下のエントリのうち、文字列「target」を含む行をすべて書き出してください。大文字と小文字は区別します。
-------- データ抜粋
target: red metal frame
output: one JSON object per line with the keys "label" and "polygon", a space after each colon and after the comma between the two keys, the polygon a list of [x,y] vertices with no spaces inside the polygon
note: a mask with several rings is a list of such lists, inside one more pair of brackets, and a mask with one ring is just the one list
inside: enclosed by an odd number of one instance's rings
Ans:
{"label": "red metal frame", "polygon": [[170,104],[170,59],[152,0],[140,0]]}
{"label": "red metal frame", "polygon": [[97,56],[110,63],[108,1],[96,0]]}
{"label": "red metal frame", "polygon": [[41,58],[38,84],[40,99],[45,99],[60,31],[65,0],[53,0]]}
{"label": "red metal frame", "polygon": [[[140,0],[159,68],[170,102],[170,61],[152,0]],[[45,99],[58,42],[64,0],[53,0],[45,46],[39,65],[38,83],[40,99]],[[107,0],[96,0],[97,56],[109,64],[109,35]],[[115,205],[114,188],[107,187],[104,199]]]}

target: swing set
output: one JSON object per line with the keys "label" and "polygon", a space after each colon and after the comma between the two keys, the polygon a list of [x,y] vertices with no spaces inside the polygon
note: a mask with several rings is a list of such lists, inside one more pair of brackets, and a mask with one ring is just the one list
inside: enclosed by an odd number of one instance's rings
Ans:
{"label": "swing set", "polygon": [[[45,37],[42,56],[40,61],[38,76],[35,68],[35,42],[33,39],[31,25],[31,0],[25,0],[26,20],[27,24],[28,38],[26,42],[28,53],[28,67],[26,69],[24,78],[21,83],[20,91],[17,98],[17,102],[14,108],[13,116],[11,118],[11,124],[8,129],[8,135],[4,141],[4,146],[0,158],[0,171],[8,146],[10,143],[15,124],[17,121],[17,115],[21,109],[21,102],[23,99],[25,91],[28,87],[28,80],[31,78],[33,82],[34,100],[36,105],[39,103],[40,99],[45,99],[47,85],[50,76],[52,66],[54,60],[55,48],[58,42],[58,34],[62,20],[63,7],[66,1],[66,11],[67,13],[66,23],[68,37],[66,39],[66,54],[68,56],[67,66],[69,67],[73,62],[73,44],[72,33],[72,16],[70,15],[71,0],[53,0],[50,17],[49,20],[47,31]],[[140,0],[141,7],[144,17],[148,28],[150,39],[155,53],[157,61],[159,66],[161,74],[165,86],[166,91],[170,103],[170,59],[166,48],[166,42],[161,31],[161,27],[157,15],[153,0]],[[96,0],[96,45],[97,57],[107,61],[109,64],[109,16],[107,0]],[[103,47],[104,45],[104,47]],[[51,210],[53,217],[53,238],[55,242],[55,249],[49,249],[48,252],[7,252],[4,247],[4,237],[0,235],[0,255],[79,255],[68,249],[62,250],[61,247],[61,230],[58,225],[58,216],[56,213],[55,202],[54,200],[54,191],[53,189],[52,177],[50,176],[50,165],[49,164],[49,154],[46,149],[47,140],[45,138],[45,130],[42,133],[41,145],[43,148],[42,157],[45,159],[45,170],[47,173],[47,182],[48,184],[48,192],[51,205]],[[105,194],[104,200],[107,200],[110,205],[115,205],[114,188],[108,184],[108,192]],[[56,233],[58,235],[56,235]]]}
----------------
- 解答
target: red metal frame
target: swing set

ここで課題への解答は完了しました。